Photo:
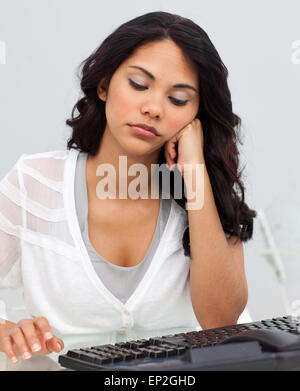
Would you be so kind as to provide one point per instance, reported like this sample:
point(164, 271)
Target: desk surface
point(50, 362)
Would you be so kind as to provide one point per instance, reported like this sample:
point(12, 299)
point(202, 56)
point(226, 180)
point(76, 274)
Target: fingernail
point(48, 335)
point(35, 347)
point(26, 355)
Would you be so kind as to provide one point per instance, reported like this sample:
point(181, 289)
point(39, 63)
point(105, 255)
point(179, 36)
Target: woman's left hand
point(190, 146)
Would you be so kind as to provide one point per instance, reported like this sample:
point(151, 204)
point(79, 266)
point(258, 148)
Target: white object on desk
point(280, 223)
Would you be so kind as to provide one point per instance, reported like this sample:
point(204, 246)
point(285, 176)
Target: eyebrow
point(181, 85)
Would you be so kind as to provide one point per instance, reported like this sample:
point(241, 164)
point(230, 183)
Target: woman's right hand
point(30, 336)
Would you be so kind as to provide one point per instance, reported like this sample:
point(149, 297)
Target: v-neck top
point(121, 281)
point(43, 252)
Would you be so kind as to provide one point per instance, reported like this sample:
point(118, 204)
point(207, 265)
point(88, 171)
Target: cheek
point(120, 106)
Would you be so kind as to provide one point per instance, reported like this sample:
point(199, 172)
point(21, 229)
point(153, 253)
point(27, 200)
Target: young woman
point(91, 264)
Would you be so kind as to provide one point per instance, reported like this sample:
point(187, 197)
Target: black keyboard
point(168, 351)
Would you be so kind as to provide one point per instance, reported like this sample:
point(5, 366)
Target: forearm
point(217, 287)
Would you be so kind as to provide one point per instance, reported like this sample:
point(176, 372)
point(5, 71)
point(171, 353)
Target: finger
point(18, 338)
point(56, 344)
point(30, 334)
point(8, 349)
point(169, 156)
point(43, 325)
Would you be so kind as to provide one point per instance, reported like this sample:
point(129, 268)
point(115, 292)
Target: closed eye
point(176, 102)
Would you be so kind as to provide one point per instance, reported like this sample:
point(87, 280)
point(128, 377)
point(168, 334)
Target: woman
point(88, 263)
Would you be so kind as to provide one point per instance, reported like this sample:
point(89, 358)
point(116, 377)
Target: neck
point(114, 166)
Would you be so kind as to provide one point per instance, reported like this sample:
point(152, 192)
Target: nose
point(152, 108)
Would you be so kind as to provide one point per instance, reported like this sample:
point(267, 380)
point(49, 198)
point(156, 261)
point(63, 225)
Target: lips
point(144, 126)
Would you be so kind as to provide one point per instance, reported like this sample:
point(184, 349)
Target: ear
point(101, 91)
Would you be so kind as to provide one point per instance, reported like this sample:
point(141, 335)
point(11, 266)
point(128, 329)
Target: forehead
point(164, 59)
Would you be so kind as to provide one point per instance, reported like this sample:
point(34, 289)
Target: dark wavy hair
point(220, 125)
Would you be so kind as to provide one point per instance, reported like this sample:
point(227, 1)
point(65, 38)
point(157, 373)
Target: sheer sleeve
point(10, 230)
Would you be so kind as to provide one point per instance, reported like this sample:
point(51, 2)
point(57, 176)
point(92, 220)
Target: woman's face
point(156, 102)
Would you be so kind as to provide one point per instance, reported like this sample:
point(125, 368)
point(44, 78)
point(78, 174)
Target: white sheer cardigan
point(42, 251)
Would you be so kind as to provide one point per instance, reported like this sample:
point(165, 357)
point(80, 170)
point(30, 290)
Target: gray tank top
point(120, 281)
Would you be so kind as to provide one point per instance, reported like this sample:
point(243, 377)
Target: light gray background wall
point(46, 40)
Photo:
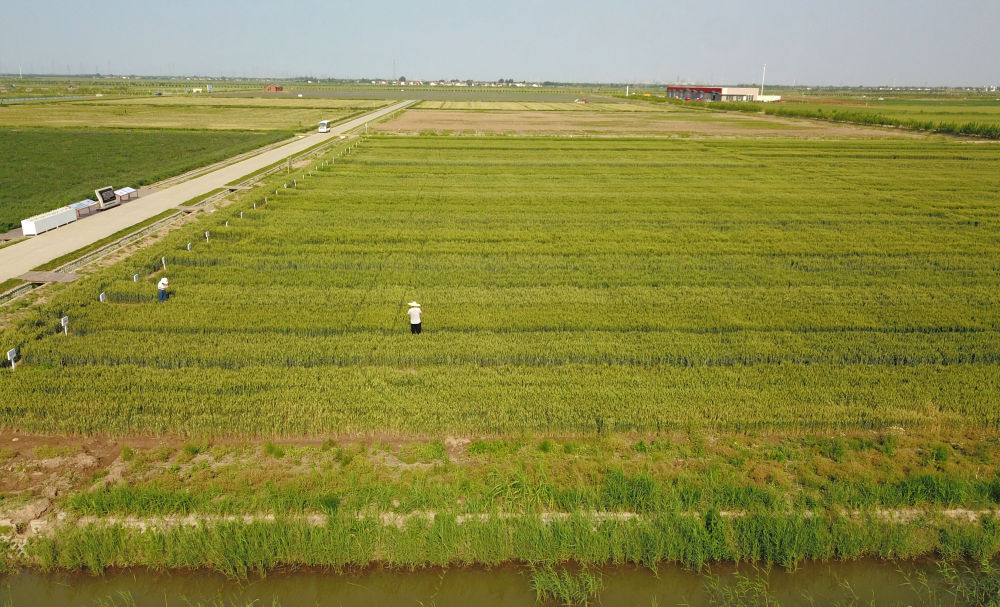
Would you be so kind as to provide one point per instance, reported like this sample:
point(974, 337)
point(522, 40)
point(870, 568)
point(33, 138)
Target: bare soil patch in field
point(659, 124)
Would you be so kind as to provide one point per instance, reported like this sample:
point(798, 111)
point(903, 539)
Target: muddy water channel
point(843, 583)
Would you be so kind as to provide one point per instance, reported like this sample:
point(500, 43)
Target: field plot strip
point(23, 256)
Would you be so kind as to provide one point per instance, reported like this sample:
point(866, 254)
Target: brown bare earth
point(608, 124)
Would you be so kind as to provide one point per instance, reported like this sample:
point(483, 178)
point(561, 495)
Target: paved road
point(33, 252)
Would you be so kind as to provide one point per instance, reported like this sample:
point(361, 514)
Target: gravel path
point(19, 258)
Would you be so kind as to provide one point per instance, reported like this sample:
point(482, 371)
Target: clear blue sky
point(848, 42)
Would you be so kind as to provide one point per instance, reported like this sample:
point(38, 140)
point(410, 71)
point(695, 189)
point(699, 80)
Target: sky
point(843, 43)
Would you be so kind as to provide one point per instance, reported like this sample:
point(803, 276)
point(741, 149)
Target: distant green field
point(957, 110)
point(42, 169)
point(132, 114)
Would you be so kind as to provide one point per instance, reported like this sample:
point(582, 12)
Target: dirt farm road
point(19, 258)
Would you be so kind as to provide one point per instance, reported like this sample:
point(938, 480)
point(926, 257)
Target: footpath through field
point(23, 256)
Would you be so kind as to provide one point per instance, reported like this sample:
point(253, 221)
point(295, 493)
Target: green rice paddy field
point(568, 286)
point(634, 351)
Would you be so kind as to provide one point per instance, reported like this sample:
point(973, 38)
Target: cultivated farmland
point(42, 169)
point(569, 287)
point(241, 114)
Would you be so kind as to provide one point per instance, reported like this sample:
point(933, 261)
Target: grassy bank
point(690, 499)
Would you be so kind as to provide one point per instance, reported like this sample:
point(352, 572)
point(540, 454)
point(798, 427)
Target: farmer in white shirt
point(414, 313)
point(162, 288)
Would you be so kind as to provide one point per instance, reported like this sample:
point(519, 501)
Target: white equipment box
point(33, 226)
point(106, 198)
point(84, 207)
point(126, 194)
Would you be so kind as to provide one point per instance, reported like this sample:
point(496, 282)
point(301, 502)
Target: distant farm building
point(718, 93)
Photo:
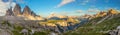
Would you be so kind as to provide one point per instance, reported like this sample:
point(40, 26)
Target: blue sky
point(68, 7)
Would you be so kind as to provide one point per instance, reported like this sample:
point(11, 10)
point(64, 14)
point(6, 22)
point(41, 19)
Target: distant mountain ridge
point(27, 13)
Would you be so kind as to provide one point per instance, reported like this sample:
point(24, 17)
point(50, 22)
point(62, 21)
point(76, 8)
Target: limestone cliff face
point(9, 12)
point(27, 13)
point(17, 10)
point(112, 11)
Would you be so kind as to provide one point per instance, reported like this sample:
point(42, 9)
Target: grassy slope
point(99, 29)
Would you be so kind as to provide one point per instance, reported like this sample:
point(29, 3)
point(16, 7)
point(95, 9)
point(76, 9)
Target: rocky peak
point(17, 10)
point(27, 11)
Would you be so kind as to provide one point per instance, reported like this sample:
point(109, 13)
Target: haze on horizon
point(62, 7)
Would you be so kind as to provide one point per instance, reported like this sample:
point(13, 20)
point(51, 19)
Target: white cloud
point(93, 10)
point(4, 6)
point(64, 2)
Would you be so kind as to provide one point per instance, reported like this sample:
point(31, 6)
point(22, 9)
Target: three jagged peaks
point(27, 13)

--

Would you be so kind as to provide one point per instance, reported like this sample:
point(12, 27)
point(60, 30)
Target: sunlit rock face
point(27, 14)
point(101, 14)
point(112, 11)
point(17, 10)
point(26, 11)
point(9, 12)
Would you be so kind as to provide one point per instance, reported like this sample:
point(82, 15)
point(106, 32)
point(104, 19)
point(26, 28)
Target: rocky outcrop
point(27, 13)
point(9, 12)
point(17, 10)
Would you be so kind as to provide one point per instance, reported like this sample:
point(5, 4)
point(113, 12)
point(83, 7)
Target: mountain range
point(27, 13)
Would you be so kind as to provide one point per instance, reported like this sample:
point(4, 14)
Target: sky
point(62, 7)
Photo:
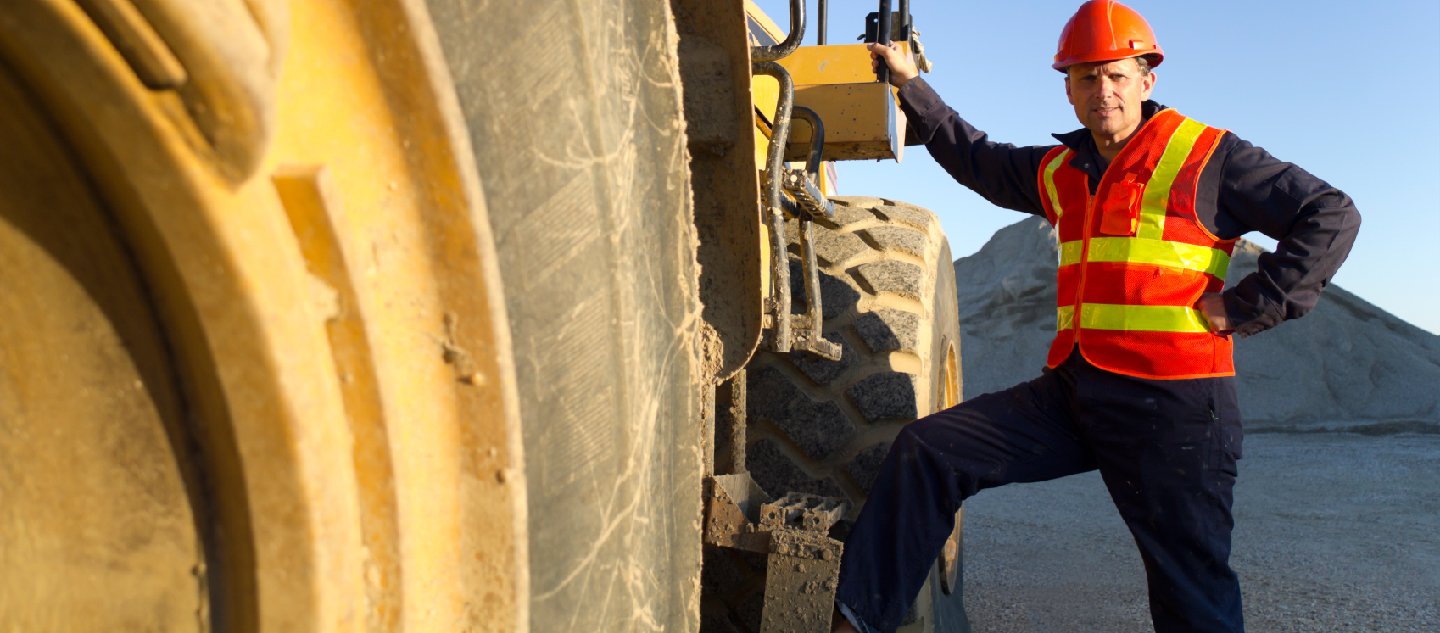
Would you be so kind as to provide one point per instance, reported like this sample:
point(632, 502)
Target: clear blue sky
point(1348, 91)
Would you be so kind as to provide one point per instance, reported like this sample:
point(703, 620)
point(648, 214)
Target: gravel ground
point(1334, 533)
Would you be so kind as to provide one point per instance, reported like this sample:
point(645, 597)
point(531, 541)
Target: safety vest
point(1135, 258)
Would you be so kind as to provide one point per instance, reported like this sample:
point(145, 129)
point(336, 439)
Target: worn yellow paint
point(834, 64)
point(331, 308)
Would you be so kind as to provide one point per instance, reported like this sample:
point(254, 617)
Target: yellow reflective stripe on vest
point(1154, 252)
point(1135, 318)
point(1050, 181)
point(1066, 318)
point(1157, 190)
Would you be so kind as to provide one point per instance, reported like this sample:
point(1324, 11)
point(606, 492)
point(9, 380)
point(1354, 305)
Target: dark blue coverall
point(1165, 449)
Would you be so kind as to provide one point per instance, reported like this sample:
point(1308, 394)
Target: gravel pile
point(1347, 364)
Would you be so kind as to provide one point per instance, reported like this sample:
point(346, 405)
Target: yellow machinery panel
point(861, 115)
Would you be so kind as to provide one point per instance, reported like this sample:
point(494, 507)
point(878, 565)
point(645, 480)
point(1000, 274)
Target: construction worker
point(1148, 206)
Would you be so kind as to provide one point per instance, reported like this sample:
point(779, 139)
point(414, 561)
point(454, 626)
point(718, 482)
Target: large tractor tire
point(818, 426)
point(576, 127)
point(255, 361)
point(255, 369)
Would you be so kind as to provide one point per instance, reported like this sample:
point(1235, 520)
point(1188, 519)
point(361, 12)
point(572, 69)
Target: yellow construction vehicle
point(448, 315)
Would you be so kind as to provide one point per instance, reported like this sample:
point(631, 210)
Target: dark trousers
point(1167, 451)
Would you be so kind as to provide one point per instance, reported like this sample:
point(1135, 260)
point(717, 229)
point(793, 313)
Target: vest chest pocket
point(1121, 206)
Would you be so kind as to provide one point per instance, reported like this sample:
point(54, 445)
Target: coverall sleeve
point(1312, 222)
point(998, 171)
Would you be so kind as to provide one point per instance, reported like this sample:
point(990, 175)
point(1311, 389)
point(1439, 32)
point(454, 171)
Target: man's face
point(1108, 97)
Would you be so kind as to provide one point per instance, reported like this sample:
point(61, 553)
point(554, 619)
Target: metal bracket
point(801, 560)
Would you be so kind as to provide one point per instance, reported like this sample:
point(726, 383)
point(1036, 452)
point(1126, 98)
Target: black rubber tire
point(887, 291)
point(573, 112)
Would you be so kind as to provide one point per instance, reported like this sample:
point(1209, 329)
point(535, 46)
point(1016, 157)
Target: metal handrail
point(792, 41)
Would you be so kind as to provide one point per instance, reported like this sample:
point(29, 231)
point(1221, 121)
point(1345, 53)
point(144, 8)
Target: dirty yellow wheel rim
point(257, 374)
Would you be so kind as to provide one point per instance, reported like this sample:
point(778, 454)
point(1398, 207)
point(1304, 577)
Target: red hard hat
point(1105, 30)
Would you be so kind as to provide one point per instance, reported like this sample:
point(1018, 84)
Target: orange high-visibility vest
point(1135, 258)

*What you need to do*:
Extract every line of the data above that contains the string "bare", matching case exactly.

*Task response*:
Target: bare soil patch in field
Target: brown bare earth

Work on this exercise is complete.